Given text ->
* * *

The fashion industry has long ignored the disability community, but brands like Aille and balini are putting braille front and center.

These fashion designers are putting braille right on their clothing
[Source photo: Matthew Whitaker [Photo: courtesy Aille Design]]

When Alexa Jovanovic was in her last year in the Fashion Communications program at Toronto Metropolitan University, she knew she wanted her final project to look at disability inclusion, but she wasn’t quite sure what to focus on. The answer came while she was shopping. She pulled a beaded jacket from a rack and was struck by how an article of clothing could be both beautiful and utilitarian. It made her think of braille, which she was also studying in school, and a business idea was born.

A portrait of Aille Design founder Alexa Jovanovic, seated on a modern sofa in front of a rack of clothes.
Alexa Jovanovic [Photo: Courtesy Aille Design]

In early 2020, Jovanovic launched Aille Design with her husband Jake Walsh. The line features a range of shirts, dresses, sweaters, and masks embroidered with braille messages using crystal pearls. They spell out inspirational phrases like “Fashion is for everyone” and “Disabilities do not define us. We define ourselves.”

While Jovanovic is not visually impaired herself, her designs are already being embraced by the community: The American Foundation for the Blind placed a 1,000-piece custom order for its 100-year anniversary, and the nonprofit Visually Impaired Advancement placed a sizable order as well for its Dining in the Dark Fundraiser.

Katy Perry and Raul Midon (in an Aille Designs shirt) [Photo: Courtesy Aille Design]

It’s an important step for accessible fashion, and yet the fact remains that even while some of these lines are starting to see success, it’s still rare to see a visually impaired designer in the mix. It’s perhaps not surprising, as the broader fashion industry has long ignored the disability community. (“We literally have more clothes in stores for pets than we have for people with disabilities,” designer Stephanie Thomas said in a 2016 TEDx Talk.) Still, independent designers like Jovanovic are trying to fill the gap.

* * *

Record extracts ->
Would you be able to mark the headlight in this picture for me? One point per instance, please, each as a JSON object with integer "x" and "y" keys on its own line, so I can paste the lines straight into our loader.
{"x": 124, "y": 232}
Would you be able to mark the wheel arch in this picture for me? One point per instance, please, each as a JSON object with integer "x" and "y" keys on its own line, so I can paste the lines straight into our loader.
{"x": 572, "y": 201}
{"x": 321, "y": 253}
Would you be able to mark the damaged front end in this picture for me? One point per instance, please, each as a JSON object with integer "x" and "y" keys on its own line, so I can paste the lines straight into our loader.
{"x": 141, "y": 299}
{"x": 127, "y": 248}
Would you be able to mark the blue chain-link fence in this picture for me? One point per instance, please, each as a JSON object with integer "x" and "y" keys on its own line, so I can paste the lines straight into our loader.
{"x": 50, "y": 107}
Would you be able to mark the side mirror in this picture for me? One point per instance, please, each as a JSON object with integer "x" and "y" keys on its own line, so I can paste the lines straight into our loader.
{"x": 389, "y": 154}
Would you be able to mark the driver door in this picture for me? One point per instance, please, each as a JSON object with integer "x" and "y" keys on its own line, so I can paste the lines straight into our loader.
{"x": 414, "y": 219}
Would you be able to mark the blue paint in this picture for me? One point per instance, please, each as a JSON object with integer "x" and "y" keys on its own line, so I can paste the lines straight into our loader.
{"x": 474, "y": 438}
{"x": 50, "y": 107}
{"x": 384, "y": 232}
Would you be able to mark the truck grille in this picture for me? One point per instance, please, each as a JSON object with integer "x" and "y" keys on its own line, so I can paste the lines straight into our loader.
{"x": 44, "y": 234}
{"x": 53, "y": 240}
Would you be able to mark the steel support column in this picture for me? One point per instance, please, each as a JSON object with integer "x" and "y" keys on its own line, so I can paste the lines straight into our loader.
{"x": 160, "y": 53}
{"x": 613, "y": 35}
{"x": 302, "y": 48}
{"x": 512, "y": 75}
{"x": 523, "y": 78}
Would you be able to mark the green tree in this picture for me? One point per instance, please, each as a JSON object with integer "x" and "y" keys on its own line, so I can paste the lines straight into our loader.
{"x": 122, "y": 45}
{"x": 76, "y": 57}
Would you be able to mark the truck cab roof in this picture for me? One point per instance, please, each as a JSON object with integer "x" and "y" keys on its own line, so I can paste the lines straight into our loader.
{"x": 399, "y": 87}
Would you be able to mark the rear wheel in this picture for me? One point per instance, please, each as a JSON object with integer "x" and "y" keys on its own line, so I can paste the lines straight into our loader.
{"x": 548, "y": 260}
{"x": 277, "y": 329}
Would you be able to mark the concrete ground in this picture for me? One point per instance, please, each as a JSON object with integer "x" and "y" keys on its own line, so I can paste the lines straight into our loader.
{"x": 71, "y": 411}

* * *

List every kind of item that the article on braille clothing says the Aille Design line includes. The rows have nothing to do with the article on braille clothing.

Shirts, dresses, sweaters, and masks.